== Task statement ==
According to the forum thread on matted ears below, how long did it take to comb out Nick's ear mats?

== Source excerpt ==
┏━━

# Matted Ears



## Joey's Mom2 (Aug 24, 2004)

Fendi's ears are really matted right at the skin (but it's not matted where it is visible) I should have caught it sooner, but I think somehow as she's being groomed, I must have not brushed her ears well enough. Is there anything I can do? At this point I can't think of anything except shaving the matted parts of ears... but boy, she'll be a strange looking Maltese. Is there anything else I can do?


----------



## Elly B. (Oct 27, 2006)

Nick had some pretty bad ear mats and he would look dumb as h*ll if I shaved them there. I just resigned myself to him being mad at me, bathed him good, soaked the mats with detangler, and went at it with a comb. It took a long time because I was being gentle, and he was furious about it, but they DID come out with enough patience.

It took us the better part of 2 hours. He got tired arguing with me and lay quietly for the second hour or so.

I think that's probably your only option other than shaving.


----------



## Joey's Mom2 (Aug 24, 2004)

Thank you so much! Yay!!

┗━━

== Provided material ==
┏━━

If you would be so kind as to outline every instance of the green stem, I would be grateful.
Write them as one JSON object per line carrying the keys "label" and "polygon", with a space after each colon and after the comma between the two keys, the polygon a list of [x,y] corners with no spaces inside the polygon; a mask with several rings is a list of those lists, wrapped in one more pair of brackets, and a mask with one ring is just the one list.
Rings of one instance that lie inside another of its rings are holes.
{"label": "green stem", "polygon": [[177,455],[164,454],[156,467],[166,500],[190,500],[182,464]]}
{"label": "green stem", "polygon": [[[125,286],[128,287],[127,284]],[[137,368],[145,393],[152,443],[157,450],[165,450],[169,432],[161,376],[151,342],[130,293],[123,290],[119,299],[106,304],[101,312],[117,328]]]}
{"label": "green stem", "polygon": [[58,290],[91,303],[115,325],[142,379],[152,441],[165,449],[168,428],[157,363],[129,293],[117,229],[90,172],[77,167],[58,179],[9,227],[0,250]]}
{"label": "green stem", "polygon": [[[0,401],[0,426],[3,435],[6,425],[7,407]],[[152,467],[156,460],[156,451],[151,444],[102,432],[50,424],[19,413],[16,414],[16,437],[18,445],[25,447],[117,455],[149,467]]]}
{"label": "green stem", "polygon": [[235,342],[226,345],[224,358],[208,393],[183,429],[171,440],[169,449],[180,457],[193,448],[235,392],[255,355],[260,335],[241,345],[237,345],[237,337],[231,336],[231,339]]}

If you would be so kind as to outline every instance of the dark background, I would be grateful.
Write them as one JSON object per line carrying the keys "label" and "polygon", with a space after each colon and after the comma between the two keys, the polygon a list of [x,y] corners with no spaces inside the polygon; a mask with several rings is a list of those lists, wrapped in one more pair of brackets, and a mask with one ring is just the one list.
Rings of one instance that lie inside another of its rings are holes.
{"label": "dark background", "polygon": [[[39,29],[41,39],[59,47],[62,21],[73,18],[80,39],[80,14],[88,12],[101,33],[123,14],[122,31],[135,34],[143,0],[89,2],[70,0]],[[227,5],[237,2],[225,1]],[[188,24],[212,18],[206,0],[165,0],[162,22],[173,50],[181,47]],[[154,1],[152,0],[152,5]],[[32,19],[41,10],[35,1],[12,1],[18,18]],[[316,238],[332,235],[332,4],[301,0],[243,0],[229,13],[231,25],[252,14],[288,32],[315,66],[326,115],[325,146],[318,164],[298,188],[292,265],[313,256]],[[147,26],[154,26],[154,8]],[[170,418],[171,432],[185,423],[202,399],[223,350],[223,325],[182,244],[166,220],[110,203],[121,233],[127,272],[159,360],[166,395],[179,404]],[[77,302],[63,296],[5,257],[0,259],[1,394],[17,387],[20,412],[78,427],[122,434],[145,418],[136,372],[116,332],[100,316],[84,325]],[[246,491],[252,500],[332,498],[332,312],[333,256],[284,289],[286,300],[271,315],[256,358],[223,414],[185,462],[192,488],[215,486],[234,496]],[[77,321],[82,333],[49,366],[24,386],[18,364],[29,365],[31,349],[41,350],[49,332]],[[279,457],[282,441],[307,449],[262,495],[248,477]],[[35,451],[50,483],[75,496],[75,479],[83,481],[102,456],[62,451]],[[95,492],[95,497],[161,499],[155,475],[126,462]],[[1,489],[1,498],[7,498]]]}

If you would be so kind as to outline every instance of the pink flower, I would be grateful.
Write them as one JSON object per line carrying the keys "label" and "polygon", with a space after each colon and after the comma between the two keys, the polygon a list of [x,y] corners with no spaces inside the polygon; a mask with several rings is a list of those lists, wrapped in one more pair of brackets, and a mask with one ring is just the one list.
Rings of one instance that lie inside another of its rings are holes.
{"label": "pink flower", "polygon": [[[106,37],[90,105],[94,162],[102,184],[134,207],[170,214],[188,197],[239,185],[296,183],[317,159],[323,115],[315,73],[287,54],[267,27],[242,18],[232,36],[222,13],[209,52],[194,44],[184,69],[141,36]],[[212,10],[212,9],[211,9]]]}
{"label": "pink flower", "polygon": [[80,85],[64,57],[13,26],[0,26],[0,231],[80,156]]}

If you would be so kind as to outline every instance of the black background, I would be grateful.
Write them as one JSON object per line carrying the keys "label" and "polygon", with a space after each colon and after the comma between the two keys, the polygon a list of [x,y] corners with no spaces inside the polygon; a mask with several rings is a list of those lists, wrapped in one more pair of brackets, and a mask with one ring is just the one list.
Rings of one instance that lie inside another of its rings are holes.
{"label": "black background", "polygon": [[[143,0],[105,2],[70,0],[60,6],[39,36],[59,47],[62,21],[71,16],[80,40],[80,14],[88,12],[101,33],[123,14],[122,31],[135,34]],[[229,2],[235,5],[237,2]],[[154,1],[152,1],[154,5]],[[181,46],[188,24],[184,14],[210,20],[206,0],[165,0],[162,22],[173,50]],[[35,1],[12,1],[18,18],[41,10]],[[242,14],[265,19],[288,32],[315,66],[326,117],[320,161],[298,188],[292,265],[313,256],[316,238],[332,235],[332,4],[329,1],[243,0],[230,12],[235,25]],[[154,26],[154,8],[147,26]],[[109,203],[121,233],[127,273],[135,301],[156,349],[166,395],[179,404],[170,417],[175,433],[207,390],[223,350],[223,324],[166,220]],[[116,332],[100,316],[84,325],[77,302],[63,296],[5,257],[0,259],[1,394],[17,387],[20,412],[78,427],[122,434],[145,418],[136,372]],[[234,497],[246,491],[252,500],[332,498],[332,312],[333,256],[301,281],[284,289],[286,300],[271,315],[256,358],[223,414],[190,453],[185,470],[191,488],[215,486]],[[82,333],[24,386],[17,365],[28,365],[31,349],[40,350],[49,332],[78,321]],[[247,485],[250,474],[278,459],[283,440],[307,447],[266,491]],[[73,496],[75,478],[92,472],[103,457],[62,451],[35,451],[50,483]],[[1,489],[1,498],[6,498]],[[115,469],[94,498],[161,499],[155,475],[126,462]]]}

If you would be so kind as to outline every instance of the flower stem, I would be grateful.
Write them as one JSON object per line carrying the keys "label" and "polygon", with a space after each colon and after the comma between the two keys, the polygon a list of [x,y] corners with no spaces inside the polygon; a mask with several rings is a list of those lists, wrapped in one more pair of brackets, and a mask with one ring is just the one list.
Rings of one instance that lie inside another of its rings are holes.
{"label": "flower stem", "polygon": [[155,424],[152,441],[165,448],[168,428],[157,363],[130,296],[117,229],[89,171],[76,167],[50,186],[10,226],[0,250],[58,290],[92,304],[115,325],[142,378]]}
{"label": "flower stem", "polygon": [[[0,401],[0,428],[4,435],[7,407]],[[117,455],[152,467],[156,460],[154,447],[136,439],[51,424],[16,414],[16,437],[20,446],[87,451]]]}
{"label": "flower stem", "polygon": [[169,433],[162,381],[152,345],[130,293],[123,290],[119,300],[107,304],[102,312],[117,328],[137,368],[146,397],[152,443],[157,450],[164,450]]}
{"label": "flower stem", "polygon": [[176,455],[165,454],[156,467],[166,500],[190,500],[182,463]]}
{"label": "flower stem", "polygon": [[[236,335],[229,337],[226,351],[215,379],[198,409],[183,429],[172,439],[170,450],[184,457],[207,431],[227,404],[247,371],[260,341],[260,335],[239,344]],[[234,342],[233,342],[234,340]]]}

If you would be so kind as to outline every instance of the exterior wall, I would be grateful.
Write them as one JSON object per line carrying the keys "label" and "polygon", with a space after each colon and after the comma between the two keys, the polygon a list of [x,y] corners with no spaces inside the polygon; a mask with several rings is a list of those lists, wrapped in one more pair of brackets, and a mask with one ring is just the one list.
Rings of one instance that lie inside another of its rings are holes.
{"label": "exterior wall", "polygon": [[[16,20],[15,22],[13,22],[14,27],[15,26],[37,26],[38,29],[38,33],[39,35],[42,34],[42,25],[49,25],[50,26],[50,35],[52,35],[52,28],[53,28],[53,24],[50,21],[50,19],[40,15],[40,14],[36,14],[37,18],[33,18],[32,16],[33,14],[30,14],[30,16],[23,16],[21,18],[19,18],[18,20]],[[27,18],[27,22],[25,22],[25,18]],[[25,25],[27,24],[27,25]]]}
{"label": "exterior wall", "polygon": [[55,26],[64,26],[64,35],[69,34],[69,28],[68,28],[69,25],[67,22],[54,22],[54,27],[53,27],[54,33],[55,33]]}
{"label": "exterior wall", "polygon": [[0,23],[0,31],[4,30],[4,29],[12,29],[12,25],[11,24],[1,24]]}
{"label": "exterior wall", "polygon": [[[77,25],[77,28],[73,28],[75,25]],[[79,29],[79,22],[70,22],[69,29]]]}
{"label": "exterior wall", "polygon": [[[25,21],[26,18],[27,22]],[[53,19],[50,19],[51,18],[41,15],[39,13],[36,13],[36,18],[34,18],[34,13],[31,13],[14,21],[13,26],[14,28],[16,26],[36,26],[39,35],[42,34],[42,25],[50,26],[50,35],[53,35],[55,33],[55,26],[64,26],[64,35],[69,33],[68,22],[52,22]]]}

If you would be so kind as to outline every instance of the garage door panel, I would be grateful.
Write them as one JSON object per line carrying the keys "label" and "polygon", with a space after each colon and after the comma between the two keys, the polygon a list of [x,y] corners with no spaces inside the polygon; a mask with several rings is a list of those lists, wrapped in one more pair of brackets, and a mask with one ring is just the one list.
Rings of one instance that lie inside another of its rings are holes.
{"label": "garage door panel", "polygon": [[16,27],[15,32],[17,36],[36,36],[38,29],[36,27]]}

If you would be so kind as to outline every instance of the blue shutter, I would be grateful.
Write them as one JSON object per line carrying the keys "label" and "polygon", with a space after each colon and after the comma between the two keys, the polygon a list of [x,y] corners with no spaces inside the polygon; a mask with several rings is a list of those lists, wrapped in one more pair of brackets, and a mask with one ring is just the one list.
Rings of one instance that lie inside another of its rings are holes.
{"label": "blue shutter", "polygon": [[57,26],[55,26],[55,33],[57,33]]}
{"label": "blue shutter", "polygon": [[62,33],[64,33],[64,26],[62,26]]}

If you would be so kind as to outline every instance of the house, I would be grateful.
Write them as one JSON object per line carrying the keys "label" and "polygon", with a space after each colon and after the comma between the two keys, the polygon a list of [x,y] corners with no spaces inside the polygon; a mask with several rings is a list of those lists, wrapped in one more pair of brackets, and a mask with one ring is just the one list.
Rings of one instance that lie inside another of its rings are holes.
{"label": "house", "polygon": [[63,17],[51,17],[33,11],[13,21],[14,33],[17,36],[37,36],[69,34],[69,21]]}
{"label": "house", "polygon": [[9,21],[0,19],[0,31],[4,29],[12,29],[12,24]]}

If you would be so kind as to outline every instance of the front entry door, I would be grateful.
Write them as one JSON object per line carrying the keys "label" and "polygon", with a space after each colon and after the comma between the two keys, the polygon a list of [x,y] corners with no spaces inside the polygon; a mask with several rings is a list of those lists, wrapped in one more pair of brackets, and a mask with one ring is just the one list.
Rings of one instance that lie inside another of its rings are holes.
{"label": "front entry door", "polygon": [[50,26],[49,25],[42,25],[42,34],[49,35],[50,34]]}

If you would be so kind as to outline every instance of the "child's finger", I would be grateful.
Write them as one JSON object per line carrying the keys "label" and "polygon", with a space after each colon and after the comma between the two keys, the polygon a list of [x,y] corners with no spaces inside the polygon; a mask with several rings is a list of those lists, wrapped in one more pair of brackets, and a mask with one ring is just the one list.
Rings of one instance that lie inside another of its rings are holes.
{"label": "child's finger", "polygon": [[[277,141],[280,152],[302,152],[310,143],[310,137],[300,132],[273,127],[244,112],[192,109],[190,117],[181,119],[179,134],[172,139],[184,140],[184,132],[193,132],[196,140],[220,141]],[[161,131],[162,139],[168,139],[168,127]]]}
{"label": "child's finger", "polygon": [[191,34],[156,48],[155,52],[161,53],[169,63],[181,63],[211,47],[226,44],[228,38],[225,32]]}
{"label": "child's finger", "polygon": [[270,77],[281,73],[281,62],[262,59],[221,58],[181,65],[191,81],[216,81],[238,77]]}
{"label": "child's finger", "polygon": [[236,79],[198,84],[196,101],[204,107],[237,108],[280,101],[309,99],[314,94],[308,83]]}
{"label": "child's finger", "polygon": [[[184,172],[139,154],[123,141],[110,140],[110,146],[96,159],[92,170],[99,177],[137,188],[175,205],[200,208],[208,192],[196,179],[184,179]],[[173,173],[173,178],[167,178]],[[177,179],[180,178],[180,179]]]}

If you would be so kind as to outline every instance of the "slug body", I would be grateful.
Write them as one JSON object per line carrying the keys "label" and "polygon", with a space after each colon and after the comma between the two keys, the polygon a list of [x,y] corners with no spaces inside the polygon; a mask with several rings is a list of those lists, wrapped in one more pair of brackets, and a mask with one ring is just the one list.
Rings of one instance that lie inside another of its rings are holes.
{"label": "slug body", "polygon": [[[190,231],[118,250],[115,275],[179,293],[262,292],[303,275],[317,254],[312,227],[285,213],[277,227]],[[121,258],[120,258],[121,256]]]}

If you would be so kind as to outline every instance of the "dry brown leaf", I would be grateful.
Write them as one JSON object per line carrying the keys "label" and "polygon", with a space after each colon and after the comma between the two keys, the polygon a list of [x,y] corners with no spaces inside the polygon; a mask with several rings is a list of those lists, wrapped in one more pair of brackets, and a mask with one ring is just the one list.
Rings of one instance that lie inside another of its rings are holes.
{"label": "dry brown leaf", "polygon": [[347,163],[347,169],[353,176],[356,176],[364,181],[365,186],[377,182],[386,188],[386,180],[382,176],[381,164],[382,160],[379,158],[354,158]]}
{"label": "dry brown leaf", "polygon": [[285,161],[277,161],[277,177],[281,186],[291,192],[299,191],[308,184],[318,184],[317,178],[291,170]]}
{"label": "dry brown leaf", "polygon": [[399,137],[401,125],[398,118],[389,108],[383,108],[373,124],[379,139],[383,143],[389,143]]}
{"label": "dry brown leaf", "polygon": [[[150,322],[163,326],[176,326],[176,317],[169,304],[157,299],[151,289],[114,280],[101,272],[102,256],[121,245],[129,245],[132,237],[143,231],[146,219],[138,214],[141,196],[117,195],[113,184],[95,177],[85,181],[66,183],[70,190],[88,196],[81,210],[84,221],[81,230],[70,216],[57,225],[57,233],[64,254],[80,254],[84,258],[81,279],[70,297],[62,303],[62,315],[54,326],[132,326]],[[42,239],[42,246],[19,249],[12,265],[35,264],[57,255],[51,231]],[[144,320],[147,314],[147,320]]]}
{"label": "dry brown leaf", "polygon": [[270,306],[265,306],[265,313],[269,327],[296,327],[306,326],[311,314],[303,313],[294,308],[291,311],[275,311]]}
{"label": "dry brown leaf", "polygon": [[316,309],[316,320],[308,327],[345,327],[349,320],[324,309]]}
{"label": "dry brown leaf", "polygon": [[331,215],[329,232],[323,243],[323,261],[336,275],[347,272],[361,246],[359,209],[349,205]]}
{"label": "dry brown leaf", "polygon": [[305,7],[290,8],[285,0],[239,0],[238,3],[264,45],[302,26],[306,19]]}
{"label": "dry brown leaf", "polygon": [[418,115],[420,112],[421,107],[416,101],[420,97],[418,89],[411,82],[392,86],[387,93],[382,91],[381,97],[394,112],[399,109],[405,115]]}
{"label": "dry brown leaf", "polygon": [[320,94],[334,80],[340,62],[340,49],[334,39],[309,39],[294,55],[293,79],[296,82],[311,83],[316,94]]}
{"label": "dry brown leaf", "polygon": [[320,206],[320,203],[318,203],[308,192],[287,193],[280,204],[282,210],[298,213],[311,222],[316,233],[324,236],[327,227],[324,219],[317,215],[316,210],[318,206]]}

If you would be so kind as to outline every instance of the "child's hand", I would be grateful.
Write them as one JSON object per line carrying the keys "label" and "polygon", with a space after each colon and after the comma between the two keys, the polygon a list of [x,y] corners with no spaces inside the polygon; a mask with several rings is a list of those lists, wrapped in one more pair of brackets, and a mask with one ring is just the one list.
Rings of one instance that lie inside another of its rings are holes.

┗━━

== Problem solution ==
The better part of 2 hours.